Everything in the data below should be restated word for word.

> [Stored data]:

= = = =

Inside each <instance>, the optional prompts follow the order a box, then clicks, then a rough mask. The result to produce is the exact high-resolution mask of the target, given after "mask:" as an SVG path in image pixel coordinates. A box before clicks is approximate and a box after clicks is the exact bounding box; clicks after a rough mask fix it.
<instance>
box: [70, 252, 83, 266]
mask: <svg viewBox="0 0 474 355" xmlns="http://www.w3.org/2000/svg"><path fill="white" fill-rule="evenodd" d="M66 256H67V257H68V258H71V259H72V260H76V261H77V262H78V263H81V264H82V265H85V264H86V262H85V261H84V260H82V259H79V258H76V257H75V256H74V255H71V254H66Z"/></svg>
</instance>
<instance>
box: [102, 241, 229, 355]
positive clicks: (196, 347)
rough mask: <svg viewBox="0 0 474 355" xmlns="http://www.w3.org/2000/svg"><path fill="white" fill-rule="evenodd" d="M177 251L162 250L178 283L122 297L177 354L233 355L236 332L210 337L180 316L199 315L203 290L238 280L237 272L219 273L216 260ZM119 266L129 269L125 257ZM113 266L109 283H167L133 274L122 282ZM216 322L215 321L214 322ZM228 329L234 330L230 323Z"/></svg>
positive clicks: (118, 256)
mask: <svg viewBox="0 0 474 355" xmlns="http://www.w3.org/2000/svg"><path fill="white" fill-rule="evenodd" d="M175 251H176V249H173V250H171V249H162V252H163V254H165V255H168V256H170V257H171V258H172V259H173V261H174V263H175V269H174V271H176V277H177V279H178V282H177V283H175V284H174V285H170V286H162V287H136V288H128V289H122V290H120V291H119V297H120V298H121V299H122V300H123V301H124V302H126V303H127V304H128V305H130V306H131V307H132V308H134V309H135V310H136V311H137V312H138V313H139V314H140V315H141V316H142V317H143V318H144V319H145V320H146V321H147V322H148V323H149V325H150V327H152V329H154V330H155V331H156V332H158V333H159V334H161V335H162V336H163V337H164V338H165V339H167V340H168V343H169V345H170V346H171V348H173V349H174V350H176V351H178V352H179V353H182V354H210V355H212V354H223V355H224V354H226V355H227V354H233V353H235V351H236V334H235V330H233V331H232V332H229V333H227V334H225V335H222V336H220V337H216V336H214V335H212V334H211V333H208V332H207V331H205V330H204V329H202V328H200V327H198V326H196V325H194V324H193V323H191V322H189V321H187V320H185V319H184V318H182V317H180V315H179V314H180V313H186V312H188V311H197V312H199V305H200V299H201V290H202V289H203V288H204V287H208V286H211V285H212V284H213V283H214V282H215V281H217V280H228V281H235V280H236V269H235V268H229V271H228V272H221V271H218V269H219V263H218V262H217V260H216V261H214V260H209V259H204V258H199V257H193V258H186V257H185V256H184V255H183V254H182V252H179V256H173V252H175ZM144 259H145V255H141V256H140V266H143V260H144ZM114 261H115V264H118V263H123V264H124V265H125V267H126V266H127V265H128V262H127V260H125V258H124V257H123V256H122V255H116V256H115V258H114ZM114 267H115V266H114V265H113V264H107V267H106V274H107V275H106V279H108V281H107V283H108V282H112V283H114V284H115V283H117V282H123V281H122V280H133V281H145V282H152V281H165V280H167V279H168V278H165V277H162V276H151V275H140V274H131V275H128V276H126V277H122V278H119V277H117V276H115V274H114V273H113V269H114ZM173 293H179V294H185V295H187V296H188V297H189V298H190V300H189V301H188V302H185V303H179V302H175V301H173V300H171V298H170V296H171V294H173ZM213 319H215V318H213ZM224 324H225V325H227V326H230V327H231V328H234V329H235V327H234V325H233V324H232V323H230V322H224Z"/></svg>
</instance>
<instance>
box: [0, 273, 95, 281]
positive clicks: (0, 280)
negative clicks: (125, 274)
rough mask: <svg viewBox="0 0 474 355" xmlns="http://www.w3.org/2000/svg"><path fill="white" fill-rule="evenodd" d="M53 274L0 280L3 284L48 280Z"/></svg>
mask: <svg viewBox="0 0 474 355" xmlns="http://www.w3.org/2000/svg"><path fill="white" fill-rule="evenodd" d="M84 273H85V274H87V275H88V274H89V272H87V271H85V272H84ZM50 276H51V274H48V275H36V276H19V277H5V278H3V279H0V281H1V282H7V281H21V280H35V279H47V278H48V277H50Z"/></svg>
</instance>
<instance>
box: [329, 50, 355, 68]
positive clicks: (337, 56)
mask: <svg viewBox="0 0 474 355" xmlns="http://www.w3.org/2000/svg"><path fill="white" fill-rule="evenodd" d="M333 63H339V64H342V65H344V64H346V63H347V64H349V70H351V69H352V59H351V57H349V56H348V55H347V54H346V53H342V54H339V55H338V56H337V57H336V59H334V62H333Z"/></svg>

= = = =

> [Completed exercise]:
Inside each <instance>, the optional prompts follow the order a box, then clicks, then a rough mask. The result to produce is the exact high-resolution mask of the target, given after "mask:" as an SVG path in image pixel coordinates. A box before clicks is approximate and a box after clicks is the exact bounding box; clicks after a rough mask fix it.
<instance>
box: [70, 252, 83, 266]
mask: <svg viewBox="0 0 474 355" xmlns="http://www.w3.org/2000/svg"><path fill="white" fill-rule="evenodd" d="M66 256H67V257H68V258H71V259H72V260H76V261H77V262H78V263H81V264H82V265H85V264H86V262H85V261H84V260H82V259H79V258H76V257H75V256H74V255H71V254H66Z"/></svg>
</instance>
<instance>
box: [102, 241, 229, 355]
positive clicks: (196, 347)
rough mask: <svg viewBox="0 0 474 355" xmlns="http://www.w3.org/2000/svg"><path fill="white" fill-rule="evenodd" d="M177 251L162 250L178 283L122 297L177 354L233 355L236 332L210 337L180 316L199 315L203 290L238 280L237 272L219 273L216 260ZM119 266L129 269L125 257ZM113 266L109 283H167L133 274L122 282ZM216 322L215 321L214 322ZM228 329L234 330L230 323Z"/></svg>
positive clicks: (118, 256)
mask: <svg viewBox="0 0 474 355" xmlns="http://www.w3.org/2000/svg"><path fill="white" fill-rule="evenodd" d="M175 251H176V249H173V250H171V249H162V252H163V254H165V255H168V256H170V257H171V258H172V259H173V261H174V263H175V269H174V271H176V277H177V279H178V282H177V283H175V284H174V285H170V286H162V287H136V288H128V289H122V290H120V291H119V297H120V298H121V299H122V300H123V301H124V302H126V303H127V304H128V305H130V306H131V307H132V308H134V309H135V310H136V311H137V312H138V313H139V314H140V315H141V316H142V317H143V318H144V319H145V320H146V321H147V322H148V323H149V325H150V327H152V329H154V330H155V331H156V332H158V333H159V334H161V335H162V336H163V337H164V338H165V339H167V340H168V343H169V345H170V346H171V348H173V349H174V350H176V351H178V352H179V353H182V354H210V355H212V354H223V355H224V354H226V355H227V354H233V353H235V351H236V334H235V330H233V331H232V332H229V333H227V334H225V335H222V336H220V337H216V336H214V335H212V334H211V333H208V332H207V331H205V330H204V329H202V328H200V327H198V326H196V325H194V324H193V323H191V322H189V321H187V320H185V319H184V318H182V317H180V315H179V314H180V313H186V312H188V311H197V312H199V305H200V299H201V290H202V289H203V288H204V287H208V286H211V285H212V284H213V283H214V282H215V281H217V280H228V281H235V280H236V269H235V268H229V271H228V272H221V271H218V269H219V263H218V262H217V260H216V261H214V260H209V259H204V258H199V257H193V258H186V257H185V256H184V255H183V254H182V252H179V256H173V252H175ZM144 259H145V255H141V256H140V266H143V260H144ZM114 261H115V264H118V263H123V264H124V265H125V267H126V266H127V265H128V262H127V260H125V258H124V257H123V256H122V255H116V256H115V258H114ZM114 267H115V266H114V265H113V264H107V267H106V274H107V275H106V279H108V281H107V283H108V282H112V283H114V284H115V283H117V282H123V281H122V280H133V281H145V282H152V281H165V280H167V279H168V278H165V277H162V276H151V275H140V274H131V275H128V276H126V277H122V278H119V277H117V276H115V274H114V273H113V269H114ZM173 293H179V294H185V295H187V296H188V297H189V298H190V300H189V301H188V302H185V303H179V302H175V301H173V300H171V298H170V296H171V294H173ZM213 319H215V318H213ZM224 324H225V325H227V326H230V327H231V328H234V329H235V327H234V325H233V324H232V323H230V322H224Z"/></svg>
</instance>
<instance>
box: [0, 273, 95, 281]
positive clicks: (0, 280)
negative clicks: (125, 274)
rough mask: <svg viewBox="0 0 474 355" xmlns="http://www.w3.org/2000/svg"><path fill="white" fill-rule="evenodd" d="M53 274L0 280L3 284L48 280Z"/></svg>
mask: <svg viewBox="0 0 474 355" xmlns="http://www.w3.org/2000/svg"><path fill="white" fill-rule="evenodd" d="M84 273H85V274H87V275H88V274H89V272H87V271H85V272H84ZM50 276H51V274H48V275H36V276H19V277H5V278H3V279H0V281H1V282H7V281H21V280H35V279H47V278H48V277H50Z"/></svg>
</instance>
<instance>
box: [329, 50, 355, 68]
positive clicks: (337, 56)
mask: <svg viewBox="0 0 474 355" xmlns="http://www.w3.org/2000/svg"><path fill="white" fill-rule="evenodd" d="M333 63H339V64H342V65H344V64H346V63H347V64H349V70H351V69H352V59H351V57H349V56H348V55H347V54H346V53H342V54H339V55H338V56H337V57H336V59H334V62H333Z"/></svg>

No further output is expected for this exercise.